▸ **Problem statement**
Offset the coordinates by adding 105 to every number, and give all the data again, from the line with "Objective — one point per instance of the grader" up to and including the line with "Objective — one point per instance of the moth leg", with nothing else included.

▸ **Dataset records**
---+---

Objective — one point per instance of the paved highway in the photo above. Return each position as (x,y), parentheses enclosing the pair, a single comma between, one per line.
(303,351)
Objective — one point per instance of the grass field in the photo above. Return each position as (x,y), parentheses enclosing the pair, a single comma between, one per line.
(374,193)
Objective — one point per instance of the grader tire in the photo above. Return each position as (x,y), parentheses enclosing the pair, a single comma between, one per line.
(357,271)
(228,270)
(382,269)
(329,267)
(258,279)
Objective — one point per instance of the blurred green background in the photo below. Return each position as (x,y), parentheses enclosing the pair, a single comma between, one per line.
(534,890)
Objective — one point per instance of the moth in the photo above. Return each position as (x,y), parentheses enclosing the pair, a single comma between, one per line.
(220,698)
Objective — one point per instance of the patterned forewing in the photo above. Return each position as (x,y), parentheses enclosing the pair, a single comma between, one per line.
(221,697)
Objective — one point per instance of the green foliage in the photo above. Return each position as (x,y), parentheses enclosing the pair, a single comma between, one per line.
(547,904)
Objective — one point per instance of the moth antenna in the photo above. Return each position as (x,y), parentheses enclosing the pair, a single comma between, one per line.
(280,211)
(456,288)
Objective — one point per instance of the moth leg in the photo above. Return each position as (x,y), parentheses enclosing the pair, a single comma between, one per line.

---+---

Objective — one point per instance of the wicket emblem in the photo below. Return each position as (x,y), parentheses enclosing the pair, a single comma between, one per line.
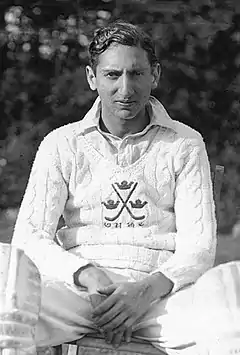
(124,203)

---+---

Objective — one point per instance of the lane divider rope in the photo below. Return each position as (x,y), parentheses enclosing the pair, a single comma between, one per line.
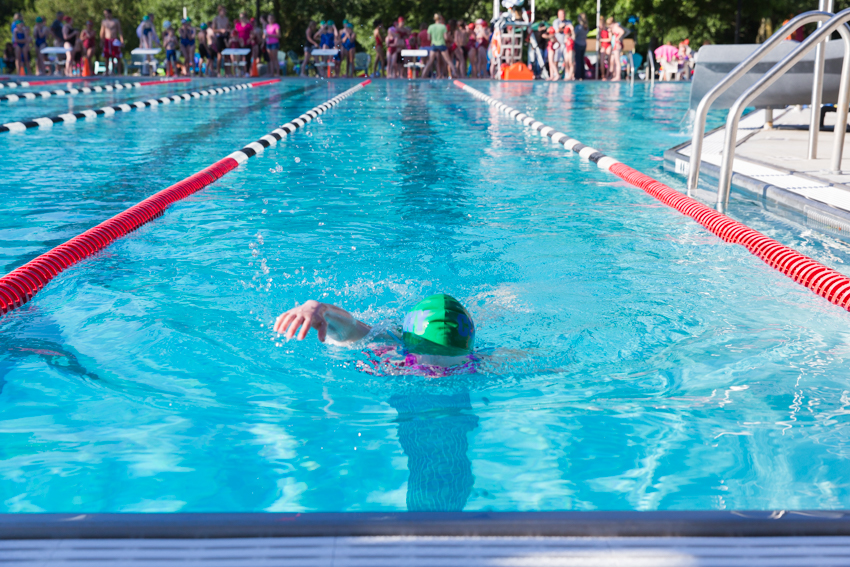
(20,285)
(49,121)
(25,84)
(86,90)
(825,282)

---+---

▸ **Response to the exercise**
Objective — one point per instance of the grader tire in the photo above. Return each position as (x,y), parentheses enclosing the pair, a single comma between, one per line.
(462,376)
(333,375)
(487,374)
(434,372)
(363,384)
Objective — one point per instance of the blurred green background in the photo below. Return each position as (x,y), parentheses enclosing the pair, a single comma between, one per line.
(639,995)
Objective — one point per instance of the moth in the photo above. Return each position as (x,y), parentheses enclosing the pair, a single comma between, one per line.
(325,803)
Objective — one point per instance of the patterned forewing in the photo above. Return each position as (x,y), parentheses enclosing the pair, a single comma between, one per line.
(326,802)
Objective — one point per instance of the green foliage in the photo above. Return each position as (x,y), parentheses enclosing the pair, a single comma between, one per line.
(652,1009)
Objective — one point per instance of the moth antenna in the photo above. Return each position as (x,y), parentheses enclosing the pair, a single comma between, one per line.
(385,316)
(561,393)
Objective — one point per instance of the moth leg in the photo above. Return each position as (x,y), parentheses enclosing the pair, a single comma between, one per line.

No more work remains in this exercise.